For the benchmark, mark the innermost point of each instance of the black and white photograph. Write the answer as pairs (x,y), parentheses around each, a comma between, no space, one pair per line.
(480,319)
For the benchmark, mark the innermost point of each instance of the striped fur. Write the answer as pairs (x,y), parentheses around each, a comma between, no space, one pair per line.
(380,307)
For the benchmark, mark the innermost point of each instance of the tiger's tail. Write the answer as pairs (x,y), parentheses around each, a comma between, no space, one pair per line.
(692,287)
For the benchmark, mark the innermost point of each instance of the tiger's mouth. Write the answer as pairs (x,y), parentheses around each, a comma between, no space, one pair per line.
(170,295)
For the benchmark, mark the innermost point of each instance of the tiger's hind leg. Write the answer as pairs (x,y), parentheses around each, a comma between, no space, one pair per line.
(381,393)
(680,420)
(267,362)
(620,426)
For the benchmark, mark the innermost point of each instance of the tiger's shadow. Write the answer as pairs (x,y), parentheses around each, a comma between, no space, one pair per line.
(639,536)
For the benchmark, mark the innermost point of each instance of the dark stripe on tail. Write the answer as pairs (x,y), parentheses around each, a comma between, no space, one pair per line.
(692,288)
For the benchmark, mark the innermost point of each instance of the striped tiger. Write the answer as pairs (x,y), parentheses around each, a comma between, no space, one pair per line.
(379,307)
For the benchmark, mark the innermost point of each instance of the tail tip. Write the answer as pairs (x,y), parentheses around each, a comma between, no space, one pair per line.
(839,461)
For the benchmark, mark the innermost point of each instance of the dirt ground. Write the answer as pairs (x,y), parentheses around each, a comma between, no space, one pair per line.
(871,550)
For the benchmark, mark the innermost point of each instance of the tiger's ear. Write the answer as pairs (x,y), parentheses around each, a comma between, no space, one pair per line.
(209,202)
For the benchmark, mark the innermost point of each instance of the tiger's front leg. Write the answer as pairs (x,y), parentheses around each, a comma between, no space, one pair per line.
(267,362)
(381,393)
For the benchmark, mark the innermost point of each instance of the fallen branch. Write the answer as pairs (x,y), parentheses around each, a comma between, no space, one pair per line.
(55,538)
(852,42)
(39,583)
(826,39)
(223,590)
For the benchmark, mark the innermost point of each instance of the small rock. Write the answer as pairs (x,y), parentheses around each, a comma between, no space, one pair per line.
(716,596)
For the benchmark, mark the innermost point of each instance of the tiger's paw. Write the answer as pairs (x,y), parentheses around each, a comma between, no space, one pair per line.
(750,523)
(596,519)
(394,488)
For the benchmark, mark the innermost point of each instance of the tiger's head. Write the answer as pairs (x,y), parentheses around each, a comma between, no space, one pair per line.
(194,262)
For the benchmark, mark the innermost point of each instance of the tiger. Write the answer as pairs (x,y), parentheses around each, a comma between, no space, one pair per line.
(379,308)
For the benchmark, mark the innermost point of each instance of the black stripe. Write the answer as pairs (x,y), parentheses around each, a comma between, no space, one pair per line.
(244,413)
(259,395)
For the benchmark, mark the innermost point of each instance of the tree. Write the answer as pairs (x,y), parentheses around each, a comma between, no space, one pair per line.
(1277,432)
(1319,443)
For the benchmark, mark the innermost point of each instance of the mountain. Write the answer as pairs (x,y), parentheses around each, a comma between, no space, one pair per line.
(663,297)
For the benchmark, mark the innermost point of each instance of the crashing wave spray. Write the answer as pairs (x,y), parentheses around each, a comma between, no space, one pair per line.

■ **EXERCISE DESCRIPTION**:
Copy the data above word for word, from the line containing "the tiger's paw." through the last line of the data.

■ **FULL OUTPUT**:
For the benchmark, mark the innermost point of each instance of the tiger's paw. Write the answer as pairs (x,y), parentheses around each, a comma between, no space, one pair per line.
(750,523)
(596,519)
(394,488)
For the benchmark, mark the innermost point of each instance of the tiger's head. Write the answer as pairs (x,y), parentheses around each, a comma between, no space, one pair per line.
(194,262)
For the benchmark, mark the innermost point of each instance of the tiger. Write the answer as pairs (x,y), parentheses around each, a comma between, no space, one pair per line.
(379,308)
For the benchmark, mark the innermost point of each instance of the black stripe. Write the answer as pairs (x,y), parentheses around each, a comma between, no space, one pair per line.
(244,413)
(259,395)
For the benchmark, mark the innermost point of each instance of the tree. Write the answer as pairs (x,y), parentheses around each, a comma between, no space, one pair per line.
(1277,432)
(1319,443)
For the benchmark, mark the innermost point of each instance of the mountain. Write the answer as pairs (x,y), parentheses around each, a comma between, no space, one pair per line.
(663,297)
For the benchmark, mark the innermost point of each instance of the crashing wave spray. Write the answer as pairs (x,y), parentheses around each, a comma between, no space, one pair per line.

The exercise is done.